• [Task to complete] When you reach the line that contains "of the temple" in the data below, copy it and every line after it exactly, adding nothing.

Saved entries
========

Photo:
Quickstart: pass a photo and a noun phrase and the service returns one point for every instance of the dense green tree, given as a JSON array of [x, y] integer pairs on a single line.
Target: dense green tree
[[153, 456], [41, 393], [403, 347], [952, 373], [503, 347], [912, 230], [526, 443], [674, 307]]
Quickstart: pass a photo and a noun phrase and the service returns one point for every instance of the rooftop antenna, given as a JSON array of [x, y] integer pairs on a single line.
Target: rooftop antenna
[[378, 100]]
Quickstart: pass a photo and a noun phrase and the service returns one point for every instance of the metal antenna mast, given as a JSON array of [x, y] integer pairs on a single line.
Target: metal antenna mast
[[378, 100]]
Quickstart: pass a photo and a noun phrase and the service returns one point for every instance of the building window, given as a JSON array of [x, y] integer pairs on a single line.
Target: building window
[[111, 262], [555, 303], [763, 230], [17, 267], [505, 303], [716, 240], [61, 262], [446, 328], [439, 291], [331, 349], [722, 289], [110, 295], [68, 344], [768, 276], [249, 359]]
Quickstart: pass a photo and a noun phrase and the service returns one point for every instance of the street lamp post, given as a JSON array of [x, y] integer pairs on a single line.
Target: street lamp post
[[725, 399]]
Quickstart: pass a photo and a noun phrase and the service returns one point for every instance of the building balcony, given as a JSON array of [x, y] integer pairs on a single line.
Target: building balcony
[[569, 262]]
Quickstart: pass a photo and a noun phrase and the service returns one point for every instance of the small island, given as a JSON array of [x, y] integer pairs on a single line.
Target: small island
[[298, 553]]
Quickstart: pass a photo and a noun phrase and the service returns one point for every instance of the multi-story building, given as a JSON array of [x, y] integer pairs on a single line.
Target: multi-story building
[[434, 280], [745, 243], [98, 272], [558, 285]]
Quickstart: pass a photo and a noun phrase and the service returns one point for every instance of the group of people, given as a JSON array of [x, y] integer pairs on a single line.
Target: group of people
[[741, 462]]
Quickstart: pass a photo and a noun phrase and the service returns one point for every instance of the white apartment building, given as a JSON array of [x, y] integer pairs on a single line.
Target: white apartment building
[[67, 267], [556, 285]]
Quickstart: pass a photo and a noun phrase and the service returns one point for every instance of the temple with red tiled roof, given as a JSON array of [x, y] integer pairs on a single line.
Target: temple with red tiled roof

========

• [Task output]
Quickstart: pass a photo and a noun phrase and the service returns one point for every instance of the temple with red tiled roof, given as a JSON array of [x, y] integer pairs on a single line.
Target: temple with red tiled roof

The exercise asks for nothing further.